_Zadanie:_
Przepisz dokładnie fragment wpisu o studniach potencjału informatycznego, zaczynając od „Udoskonalając tę trafną” i kończąc na „niuanse i duperele.”.

_Treść dokumentu:_
━━━━━━

@maziek
Obecnie każdy siedzi w swojej własnej studni potencjału informatycznego i małe ma szanse, aby się wydobyć - a jak się wydobędzie to wpadnie do najbliżej położonej, na widok z lotu ptaka nie ma praktycznie szans. I że to powoduje taka polaryzację w społeczeństwie, bo nikt z nikim nie ma wspólnej bazy. Zgadzam się z tym.
Udoskonalając tę trafną diagnozę, chcę wskazać - po pierwsze - że te studnie nie są ściśle rozgraniczone i twarde (jak np. kręgi betonowe w sąsiednich studniach wodnych), tylko rozmyte i miętkie, na dodatek z niejaką interferencją. Po drugie, jeśli polaryzacja bierze się od polusa czyli bieguna, to une potocznie są dwa, więc w cytowanym kontekście lepiej mówić nie o dwóch polusach, lecz o mnogich "podziałach". To wszystko oczywiście są tylko językowe niuanse i duperele.

━━━━━━

(Wpisy z etykietami położenia obiektów)

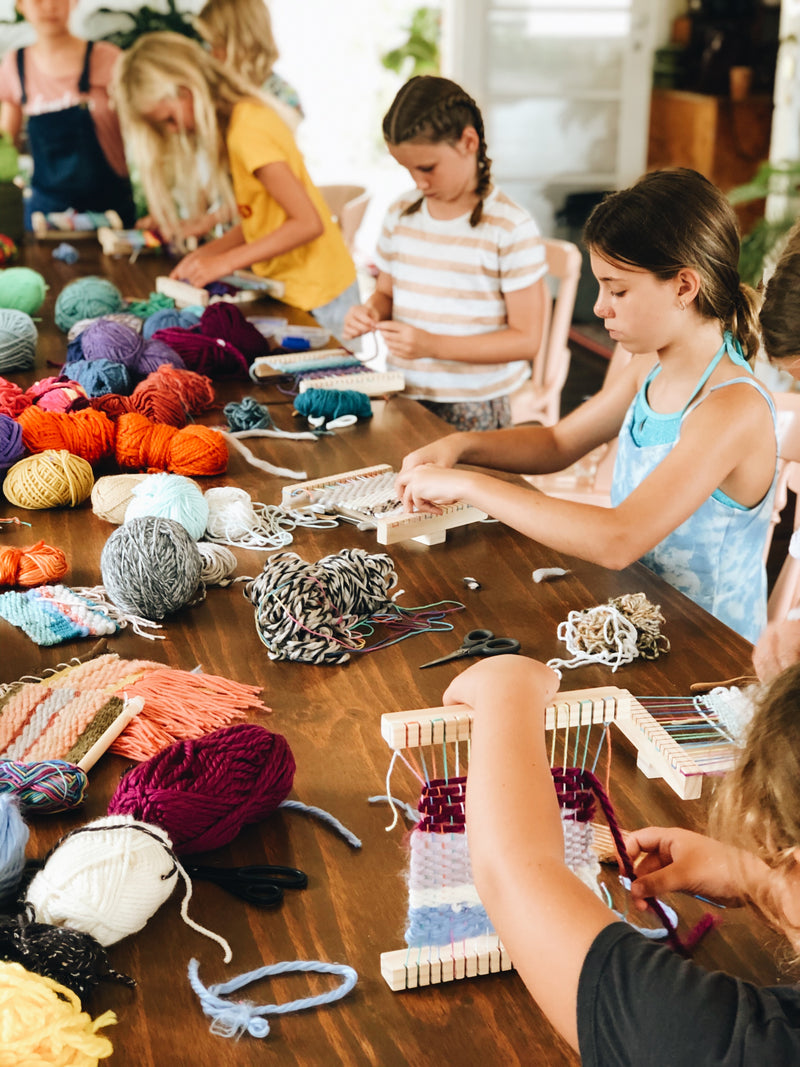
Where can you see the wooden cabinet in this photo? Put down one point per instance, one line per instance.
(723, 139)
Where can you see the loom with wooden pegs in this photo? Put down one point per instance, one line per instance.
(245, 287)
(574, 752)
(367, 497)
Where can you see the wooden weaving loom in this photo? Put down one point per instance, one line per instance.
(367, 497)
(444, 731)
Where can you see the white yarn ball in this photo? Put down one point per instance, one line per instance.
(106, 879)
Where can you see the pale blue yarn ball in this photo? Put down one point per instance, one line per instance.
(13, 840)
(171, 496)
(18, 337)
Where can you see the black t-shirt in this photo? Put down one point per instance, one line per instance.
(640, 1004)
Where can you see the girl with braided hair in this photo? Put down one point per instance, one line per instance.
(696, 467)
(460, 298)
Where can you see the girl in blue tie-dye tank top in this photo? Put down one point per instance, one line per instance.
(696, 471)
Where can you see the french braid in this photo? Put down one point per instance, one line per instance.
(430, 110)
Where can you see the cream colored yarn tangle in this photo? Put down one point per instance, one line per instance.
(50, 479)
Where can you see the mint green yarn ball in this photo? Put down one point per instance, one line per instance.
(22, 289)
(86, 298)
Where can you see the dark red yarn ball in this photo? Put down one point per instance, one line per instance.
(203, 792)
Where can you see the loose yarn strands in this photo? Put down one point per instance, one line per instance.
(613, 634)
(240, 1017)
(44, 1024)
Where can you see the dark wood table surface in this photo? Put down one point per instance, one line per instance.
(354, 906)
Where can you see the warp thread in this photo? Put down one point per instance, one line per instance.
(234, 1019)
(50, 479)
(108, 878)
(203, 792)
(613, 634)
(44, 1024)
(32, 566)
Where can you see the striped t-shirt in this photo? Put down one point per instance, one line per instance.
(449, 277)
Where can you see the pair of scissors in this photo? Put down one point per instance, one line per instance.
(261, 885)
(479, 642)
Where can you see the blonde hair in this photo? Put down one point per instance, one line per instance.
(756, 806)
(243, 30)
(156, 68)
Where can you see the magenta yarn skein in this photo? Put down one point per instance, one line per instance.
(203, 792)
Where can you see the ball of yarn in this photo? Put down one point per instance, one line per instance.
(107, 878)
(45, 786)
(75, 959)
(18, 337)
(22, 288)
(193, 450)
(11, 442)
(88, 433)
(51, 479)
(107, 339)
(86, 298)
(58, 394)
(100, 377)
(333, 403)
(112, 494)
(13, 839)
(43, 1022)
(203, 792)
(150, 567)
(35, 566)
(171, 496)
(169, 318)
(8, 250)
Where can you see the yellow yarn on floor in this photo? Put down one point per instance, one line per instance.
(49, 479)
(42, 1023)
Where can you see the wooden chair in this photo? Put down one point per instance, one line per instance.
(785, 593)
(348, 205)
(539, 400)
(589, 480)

━━━━━━

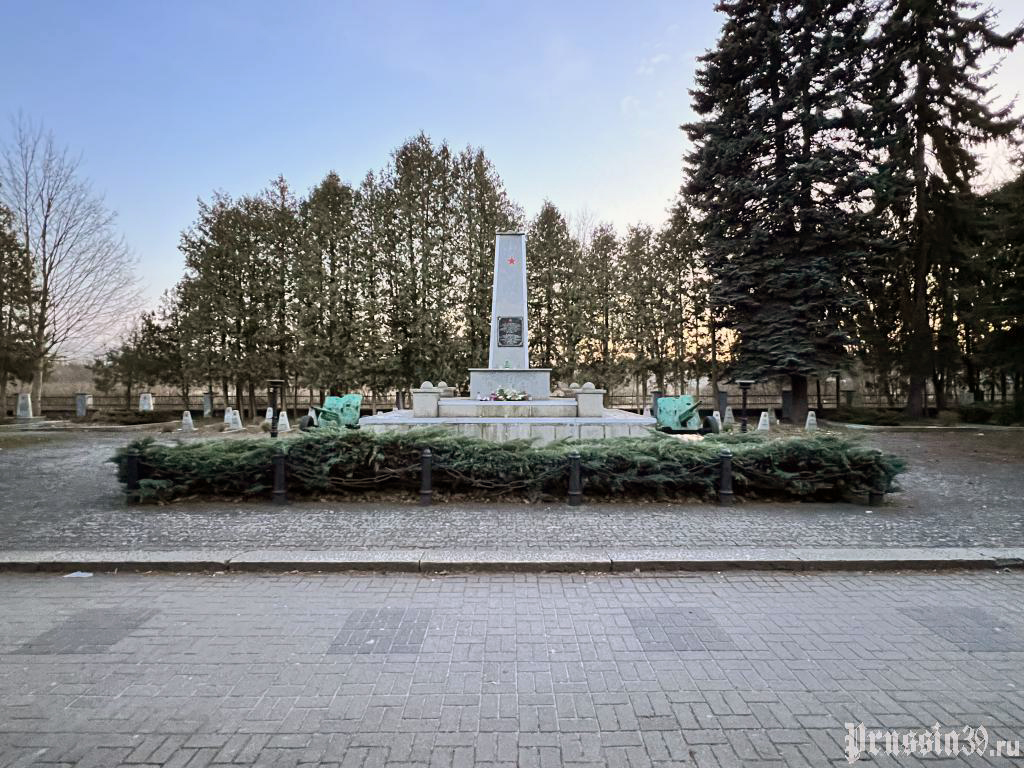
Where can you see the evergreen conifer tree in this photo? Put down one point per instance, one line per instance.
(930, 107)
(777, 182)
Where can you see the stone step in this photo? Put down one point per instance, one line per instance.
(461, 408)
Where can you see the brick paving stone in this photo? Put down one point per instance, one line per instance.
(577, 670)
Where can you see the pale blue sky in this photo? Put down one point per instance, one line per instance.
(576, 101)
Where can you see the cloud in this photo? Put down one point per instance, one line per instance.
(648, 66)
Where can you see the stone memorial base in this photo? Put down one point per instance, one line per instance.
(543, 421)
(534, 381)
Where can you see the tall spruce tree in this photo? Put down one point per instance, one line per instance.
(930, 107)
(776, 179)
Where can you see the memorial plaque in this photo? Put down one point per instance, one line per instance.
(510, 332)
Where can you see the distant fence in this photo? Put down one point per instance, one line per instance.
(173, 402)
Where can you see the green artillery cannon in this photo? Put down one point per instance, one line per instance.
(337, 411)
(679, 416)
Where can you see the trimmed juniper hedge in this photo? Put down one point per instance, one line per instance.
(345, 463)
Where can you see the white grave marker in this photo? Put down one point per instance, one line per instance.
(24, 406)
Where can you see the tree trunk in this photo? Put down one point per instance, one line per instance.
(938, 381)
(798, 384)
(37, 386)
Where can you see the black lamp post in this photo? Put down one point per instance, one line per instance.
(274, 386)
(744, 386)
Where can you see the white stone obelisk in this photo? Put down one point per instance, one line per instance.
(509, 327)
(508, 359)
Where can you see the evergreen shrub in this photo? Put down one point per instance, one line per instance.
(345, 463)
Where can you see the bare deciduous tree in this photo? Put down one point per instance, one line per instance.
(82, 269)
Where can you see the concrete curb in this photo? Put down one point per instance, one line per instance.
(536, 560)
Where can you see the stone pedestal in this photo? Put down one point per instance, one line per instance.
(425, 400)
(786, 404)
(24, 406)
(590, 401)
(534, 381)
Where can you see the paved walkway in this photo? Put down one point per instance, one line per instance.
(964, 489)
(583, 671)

━━━━━━

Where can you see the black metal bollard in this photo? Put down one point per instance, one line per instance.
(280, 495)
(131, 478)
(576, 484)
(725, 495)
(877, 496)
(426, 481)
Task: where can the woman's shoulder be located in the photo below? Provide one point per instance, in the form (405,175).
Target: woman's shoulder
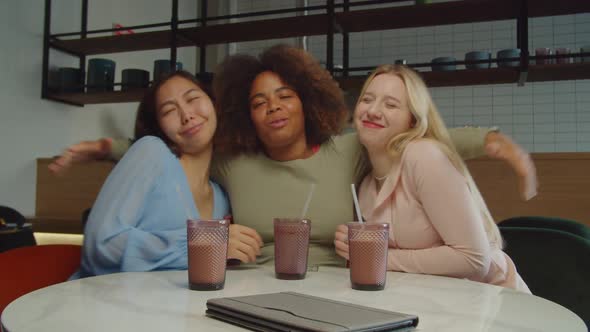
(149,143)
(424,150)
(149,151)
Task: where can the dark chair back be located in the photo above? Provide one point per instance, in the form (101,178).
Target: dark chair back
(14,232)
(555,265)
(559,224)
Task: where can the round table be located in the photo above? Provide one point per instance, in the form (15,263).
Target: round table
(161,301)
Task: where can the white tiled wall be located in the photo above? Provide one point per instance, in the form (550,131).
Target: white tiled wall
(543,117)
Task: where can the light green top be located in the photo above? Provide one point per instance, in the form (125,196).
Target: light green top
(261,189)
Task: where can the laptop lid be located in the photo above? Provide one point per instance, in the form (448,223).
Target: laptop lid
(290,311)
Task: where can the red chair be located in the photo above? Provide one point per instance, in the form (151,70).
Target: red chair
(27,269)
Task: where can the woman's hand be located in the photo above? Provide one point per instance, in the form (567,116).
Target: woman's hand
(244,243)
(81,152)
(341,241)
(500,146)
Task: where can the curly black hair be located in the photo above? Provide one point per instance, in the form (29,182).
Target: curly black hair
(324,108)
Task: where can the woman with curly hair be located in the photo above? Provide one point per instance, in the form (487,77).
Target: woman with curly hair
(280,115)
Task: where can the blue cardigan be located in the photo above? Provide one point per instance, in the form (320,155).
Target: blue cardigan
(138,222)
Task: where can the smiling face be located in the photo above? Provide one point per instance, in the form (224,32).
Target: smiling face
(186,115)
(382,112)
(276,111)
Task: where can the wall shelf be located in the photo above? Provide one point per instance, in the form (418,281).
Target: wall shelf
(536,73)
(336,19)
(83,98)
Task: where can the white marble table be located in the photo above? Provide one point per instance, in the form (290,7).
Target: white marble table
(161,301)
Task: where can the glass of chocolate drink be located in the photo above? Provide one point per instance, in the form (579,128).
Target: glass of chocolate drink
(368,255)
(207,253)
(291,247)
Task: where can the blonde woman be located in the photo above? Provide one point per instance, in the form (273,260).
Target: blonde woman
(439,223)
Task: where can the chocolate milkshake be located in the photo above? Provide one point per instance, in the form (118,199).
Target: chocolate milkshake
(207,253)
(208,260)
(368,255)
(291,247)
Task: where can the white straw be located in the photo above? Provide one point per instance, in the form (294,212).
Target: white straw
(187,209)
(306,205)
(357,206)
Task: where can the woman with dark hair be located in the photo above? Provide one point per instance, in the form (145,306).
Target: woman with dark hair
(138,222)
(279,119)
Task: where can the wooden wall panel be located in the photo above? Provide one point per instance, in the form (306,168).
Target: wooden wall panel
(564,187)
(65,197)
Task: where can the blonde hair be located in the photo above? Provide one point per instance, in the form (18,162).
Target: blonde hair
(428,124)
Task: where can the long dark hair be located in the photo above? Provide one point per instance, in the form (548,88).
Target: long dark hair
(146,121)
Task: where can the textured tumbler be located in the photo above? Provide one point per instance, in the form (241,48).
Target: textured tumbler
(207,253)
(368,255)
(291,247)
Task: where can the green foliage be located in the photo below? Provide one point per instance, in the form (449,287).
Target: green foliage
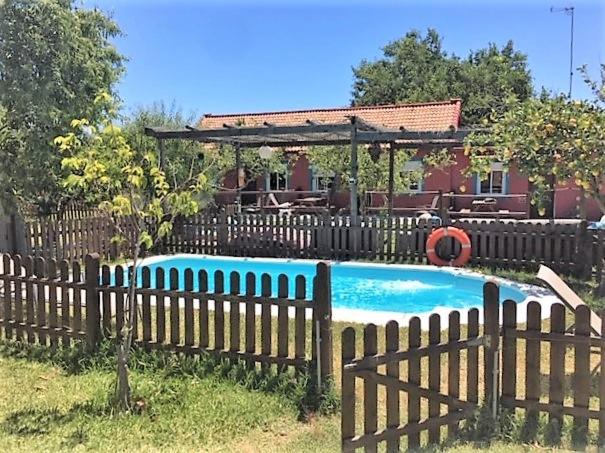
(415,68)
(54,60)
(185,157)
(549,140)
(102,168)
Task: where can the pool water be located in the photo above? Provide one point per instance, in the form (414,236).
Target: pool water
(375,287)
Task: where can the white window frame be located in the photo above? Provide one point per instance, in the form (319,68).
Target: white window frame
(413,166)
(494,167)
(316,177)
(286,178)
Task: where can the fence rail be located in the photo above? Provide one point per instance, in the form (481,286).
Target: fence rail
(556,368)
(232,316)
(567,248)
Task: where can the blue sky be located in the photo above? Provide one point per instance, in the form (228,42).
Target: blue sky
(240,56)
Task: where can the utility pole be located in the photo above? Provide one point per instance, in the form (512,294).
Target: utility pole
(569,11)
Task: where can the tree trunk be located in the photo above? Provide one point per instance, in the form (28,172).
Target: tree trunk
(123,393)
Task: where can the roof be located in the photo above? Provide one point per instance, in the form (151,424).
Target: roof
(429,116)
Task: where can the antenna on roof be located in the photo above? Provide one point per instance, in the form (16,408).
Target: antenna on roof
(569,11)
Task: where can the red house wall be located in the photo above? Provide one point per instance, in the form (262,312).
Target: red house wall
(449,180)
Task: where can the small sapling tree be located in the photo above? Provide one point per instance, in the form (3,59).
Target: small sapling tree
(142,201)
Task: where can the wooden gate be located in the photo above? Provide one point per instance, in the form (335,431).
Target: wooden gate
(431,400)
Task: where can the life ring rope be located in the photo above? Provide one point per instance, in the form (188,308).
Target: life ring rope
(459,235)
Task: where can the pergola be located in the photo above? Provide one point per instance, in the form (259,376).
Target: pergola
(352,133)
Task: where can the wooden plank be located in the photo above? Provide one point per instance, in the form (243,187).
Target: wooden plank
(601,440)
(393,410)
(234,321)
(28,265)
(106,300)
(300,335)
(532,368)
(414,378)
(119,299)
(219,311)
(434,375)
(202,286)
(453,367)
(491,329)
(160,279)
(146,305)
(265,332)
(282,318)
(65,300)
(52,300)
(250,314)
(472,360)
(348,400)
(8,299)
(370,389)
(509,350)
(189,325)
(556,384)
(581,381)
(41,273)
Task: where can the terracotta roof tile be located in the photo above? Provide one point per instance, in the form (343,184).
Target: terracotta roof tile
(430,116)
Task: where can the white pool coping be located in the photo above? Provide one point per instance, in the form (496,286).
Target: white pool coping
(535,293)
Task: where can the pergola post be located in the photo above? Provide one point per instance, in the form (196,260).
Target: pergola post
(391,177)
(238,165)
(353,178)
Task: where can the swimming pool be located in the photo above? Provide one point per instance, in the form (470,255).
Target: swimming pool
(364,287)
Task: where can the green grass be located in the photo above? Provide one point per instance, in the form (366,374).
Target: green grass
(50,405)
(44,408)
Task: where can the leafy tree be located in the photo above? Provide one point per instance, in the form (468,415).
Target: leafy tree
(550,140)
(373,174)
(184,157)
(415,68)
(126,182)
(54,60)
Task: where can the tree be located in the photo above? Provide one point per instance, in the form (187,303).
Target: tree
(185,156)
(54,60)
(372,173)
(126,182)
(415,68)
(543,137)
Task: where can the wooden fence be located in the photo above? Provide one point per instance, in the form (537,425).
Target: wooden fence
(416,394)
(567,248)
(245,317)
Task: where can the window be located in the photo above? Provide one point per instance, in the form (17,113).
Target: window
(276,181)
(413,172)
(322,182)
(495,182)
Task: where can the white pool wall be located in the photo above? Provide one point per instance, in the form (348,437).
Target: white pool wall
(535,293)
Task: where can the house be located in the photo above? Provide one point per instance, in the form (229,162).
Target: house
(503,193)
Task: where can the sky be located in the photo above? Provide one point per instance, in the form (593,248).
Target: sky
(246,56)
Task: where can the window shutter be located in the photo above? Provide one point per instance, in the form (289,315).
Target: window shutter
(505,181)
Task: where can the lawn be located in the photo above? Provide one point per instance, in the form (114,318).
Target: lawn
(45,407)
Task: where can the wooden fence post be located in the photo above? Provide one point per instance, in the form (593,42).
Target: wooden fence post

━━━━━━

_Odpowiedź:_
Udoskonalając tę trafną diagnozę, chcę wskazać - po pierwsze - że te studnie nie są ściśle rozgraniczone i twarde (jak np. kręgi betonowe w sąsiednich studniach wodnych), tylko rozmyte i miętkie, na dodatek z niejaką interferencją. Po drugie, jeśli polaryzacja bierze się od polusa czyli bieguna, to une potocznie są dwa, więc w cytowanym kontekście lepiej mówić nie o dwóch polusach, lecz o mnogich "podziałach". To wszystko oczywiście są tylko językowe niuanse i duperele.